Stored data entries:
━━━━━━━━━━━━━━━━

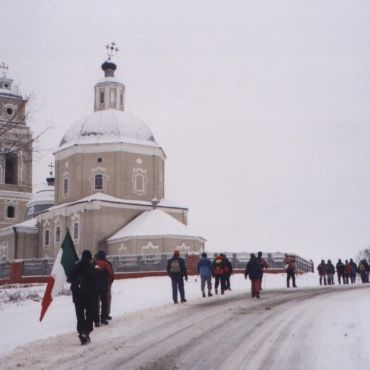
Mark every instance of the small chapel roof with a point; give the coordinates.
(154, 223)
(108, 126)
(28, 225)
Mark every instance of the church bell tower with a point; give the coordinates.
(15, 153)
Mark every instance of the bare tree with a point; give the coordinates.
(365, 253)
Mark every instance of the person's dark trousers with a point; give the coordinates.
(227, 282)
(103, 298)
(290, 275)
(220, 280)
(85, 313)
(177, 284)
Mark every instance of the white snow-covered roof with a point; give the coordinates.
(28, 226)
(108, 126)
(154, 223)
(14, 93)
(44, 196)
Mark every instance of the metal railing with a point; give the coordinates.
(4, 270)
(157, 263)
(37, 267)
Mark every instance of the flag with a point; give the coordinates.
(66, 259)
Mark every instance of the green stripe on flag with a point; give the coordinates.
(69, 255)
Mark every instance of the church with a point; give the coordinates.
(109, 188)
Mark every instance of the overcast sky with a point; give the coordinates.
(262, 107)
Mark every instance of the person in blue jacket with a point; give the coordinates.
(205, 269)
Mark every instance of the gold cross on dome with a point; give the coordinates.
(4, 68)
(51, 168)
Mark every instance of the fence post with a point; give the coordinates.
(192, 264)
(15, 271)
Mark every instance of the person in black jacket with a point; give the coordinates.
(83, 286)
(228, 271)
(254, 270)
(176, 270)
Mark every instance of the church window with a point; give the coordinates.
(10, 212)
(140, 180)
(57, 234)
(98, 182)
(75, 231)
(11, 168)
(112, 99)
(65, 185)
(47, 237)
(121, 99)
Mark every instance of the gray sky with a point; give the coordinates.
(262, 108)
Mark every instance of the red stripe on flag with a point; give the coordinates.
(47, 297)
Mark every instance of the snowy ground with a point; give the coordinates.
(308, 327)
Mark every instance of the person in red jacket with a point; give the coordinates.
(105, 277)
(219, 273)
(263, 264)
(347, 272)
(323, 271)
(290, 268)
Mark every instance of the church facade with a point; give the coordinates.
(109, 189)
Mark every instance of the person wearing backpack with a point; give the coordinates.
(219, 273)
(104, 278)
(83, 286)
(176, 270)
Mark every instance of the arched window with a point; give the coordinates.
(57, 234)
(139, 183)
(98, 184)
(65, 185)
(10, 212)
(47, 237)
(75, 231)
(11, 168)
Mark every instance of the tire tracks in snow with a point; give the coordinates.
(230, 332)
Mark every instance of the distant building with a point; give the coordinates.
(109, 189)
(15, 154)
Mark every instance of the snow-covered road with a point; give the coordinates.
(310, 328)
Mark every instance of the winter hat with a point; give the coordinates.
(100, 255)
(86, 255)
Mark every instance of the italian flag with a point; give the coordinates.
(64, 262)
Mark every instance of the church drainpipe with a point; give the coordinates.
(15, 243)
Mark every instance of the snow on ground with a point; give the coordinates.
(20, 320)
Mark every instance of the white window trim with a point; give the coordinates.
(66, 177)
(136, 173)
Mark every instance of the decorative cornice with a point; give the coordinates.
(95, 148)
(15, 195)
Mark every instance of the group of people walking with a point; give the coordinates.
(346, 272)
(220, 269)
(91, 280)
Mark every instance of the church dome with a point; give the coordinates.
(108, 126)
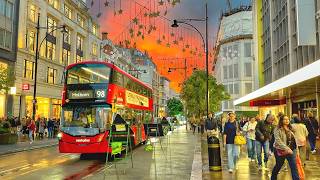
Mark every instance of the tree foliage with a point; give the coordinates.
(175, 106)
(6, 78)
(194, 93)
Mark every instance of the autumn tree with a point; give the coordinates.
(194, 93)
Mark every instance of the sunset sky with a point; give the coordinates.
(146, 25)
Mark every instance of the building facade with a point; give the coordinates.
(234, 61)
(57, 50)
(287, 49)
(9, 18)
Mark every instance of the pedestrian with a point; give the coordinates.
(31, 128)
(300, 134)
(50, 128)
(313, 127)
(250, 129)
(211, 123)
(285, 148)
(231, 129)
(264, 131)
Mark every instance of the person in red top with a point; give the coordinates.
(31, 128)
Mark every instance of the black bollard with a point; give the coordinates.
(214, 153)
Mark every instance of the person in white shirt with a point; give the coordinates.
(249, 129)
(300, 134)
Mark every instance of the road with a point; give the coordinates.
(46, 163)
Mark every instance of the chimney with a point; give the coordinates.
(104, 35)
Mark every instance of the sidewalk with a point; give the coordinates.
(172, 159)
(249, 170)
(23, 145)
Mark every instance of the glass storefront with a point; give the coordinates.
(2, 105)
(42, 107)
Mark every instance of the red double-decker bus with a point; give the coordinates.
(93, 93)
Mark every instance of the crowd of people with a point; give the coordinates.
(281, 136)
(41, 128)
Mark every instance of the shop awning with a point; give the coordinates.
(298, 83)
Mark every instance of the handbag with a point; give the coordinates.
(299, 167)
(281, 152)
(239, 140)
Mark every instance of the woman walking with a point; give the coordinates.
(285, 148)
(249, 129)
(230, 131)
(300, 133)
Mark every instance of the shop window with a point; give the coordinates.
(52, 75)
(28, 69)
(32, 13)
(50, 50)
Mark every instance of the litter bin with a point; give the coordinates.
(214, 153)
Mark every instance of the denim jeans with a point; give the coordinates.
(233, 154)
(31, 135)
(312, 140)
(292, 163)
(251, 148)
(265, 147)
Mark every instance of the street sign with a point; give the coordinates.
(25, 87)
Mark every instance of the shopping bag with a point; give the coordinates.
(239, 140)
(300, 167)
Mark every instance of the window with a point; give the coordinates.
(79, 42)
(2, 36)
(28, 69)
(2, 7)
(51, 25)
(54, 3)
(247, 49)
(230, 71)
(67, 36)
(94, 29)
(50, 50)
(65, 57)
(230, 88)
(247, 69)
(32, 13)
(52, 75)
(32, 39)
(8, 40)
(225, 72)
(236, 88)
(235, 71)
(94, 49)
(248, 88)
(67, 11)
(9, 9)
(79, 58)
(80, 20)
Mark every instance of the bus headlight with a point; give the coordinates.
(59, 136)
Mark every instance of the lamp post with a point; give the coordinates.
(205, 45)
(63, 27)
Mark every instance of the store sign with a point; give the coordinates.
(25, 87)
(274, 102)
(85, 94)
(136, 99)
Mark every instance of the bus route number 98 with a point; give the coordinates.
(100, 93)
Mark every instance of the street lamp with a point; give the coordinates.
(63, 27)
(205, 45)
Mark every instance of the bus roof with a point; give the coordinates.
(111, 65)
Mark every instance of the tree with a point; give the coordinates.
(194, 93)
(175, 106)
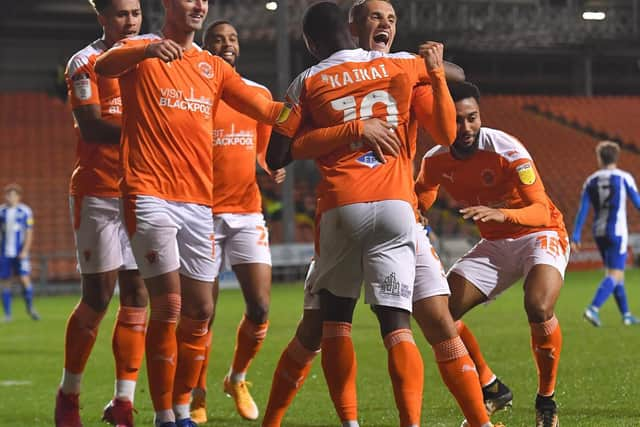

━━━━━━━━━━━━━━━━

BRIEF:
Reproduce exactly, with every picture left out, the lines from the one that contains "Mark every instance of the tree with" to the final line of the records above.

YOUR SOLUTION:
Mark every instance of the tree with a point; give the coordinates.
(194, 93)
(175, 106)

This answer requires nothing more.